Health Officials Requiring COVID Vaccine For Nevada College Students

Nevada college students will be required to be vaccinated against COVID-19 to attend on-campus classes.

The state Board of Health today approved adding COVID-19 to the list of required vaccinations for students at all public universities and colleges. The vote does not affect the fall semester, which starts as soon as Monday, but students do need to be fully vaccinated by Nov. 1 in order to register for spring 2022 classes.

The Board of Health, not the Nevada System of Higher Education or Board of Regents, has the legal authority to require certain vaccines of students. However, NSHE chancellor Melody Rose said collegiate leaders back a vaccine mandate as “the safest and most effective way to ensure in-person learning, and ultimately, to stamp out this wicked virus.”

The vote came after roughly three hours of comment, much of it in vehement opposition. The verbal comments added to the 230 written comments and countless remarks in the chat attached to the remotely held meeting.

UNR chemistry professor Kent Ervin, who also serves as state president of the Nevada Faculty Alliance, asked the board to promptly implement new regulations. He noted that two students have already told him they were in quarantine after testing positive for the disease and wouldn’t be attending his first lecture Monday.

• • • • •

*Questions*.
1. Please repeat the vaccine article word for word, everything from "Nevada college students will" down to "spring 2022 classes.".
2. List every board or organization that the vaccine article names by its full name.
3. Pick up the vaccine article after its last sentence and continue it.
Nothing in the listing is needed for these tasks.

*Given entries*.

• • • • •

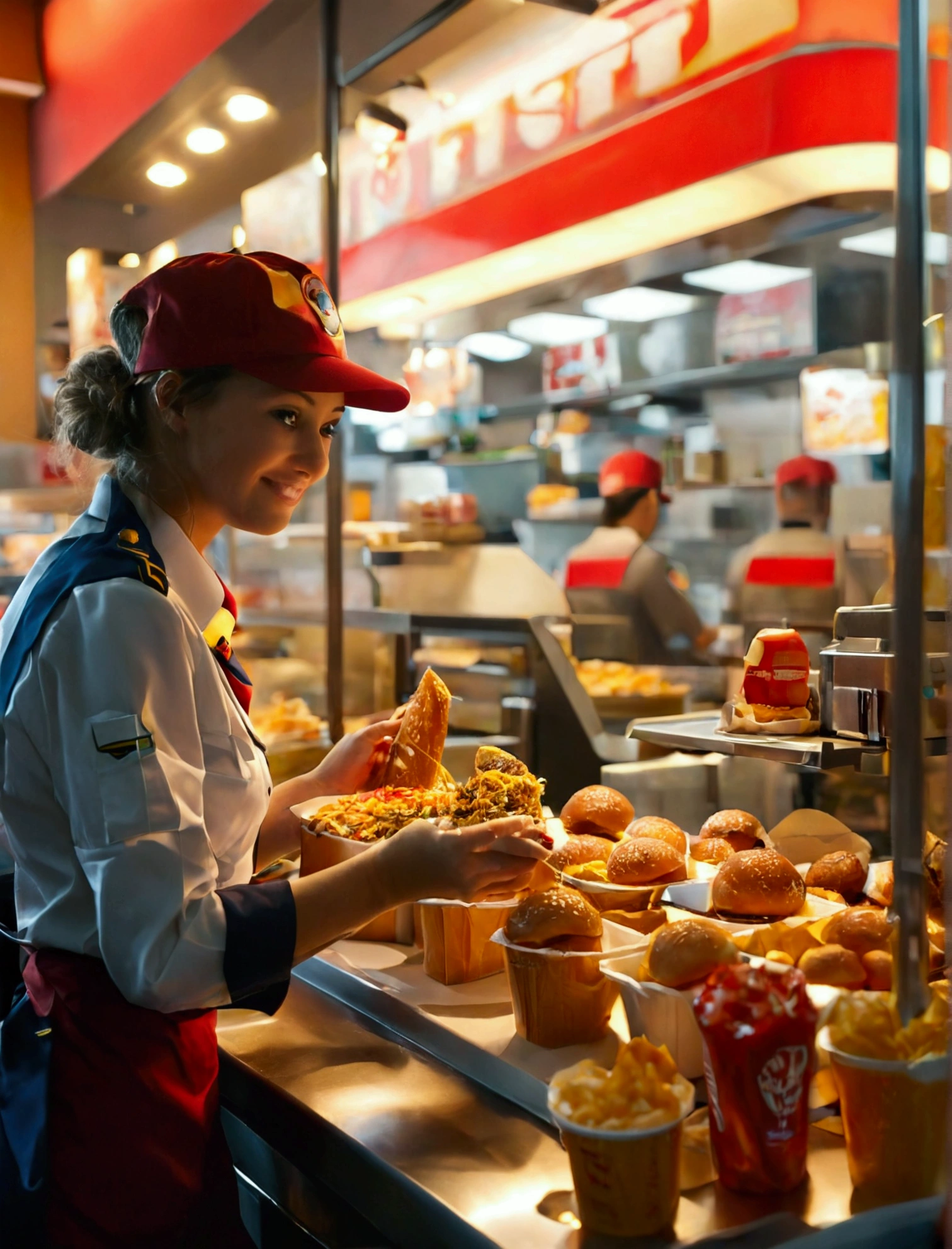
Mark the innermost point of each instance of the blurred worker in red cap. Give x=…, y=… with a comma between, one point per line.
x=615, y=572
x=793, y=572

• • • • •

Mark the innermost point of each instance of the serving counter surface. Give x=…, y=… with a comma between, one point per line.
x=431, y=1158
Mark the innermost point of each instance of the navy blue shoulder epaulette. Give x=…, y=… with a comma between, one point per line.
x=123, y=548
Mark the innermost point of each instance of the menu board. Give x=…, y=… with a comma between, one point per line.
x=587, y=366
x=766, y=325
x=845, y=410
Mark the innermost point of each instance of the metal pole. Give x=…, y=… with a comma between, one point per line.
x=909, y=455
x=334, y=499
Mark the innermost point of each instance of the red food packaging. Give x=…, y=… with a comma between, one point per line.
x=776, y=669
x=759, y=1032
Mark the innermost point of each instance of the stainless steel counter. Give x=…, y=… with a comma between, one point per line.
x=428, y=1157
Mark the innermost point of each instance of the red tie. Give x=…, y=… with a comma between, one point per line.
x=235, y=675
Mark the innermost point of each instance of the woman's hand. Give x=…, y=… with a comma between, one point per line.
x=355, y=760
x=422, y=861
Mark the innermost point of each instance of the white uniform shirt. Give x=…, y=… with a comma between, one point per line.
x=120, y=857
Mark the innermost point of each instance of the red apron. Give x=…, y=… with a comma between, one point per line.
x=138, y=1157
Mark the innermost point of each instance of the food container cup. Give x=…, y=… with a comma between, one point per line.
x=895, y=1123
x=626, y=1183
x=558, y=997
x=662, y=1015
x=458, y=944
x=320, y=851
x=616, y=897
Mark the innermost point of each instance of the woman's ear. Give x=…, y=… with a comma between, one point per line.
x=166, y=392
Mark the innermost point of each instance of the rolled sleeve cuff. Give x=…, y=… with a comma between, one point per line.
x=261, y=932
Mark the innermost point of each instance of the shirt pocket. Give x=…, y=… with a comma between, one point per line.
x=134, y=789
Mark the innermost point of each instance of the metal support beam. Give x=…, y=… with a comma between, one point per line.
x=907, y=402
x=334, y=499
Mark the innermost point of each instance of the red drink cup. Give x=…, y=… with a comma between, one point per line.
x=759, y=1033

• • • • •

*Results by task*.
1.
Nevada college students will be required to be vaccinated against COVID-19 to attend on-campus classes.

The state Board of Health today approved adding COVID-19 to the list of required vaccinations for students at all public universities and colleges. The vote does not affect the fall semester, which starts as soon as Monday, but students do need to be fully vaccinated by Nov. 1 in order to register for spring 2022 classes.

2.
state Board of Health
Nevada System of Higher Education
Board of Regents
Nevada Faculty Alliance

3.
UNLV law professor David Orentlicher, who is also a state assemblyman, physician and director of UNLV’s health law program, said the university’s mission statement says to promote community well-being.

“Right now the most important thing we can do to promote the well-being of our college and university communities is to limit the spread of COVID and make sure that our campuses are safe spaces for students, staff, faculty and visitors,” he said.

“Please ignore the disinformation that seems to be spreading as fast as the virus,” Ervin said.

UNLV law school student Pranava Moody, a disabled veteran and advocate for other people with disabilities, said all students deserve a safe learning environment.

“Do not be persuaded by partisan idolatry created during a state of fear. Do not play with the lives that will comprise the future of this state,” he said. “It is an ableist train of thought to keep this vaccine as a voluntary action in combating this pandemic. This will only create a less safe environment for those members of our community who are medically fragile.”

Opponents questioned the efficacy of the vaccine in preventing contraction or spread of COVID-19, its safety, its federal approval status — all of which doctors and other public health experts at the meeting attempted to counter or explain. Others said young adults have a very high survival rate when they do catch COVID-19. Others said shot mandates infringe on their freedom to control their own bodies.

“The government and local institutions do not, I repeat do not, have autonomy over our bodies,” said one woman in a voice quivering with emotion. “I firmly believe that most people, including the vaccine hesitant, are just trying to do the right thing.”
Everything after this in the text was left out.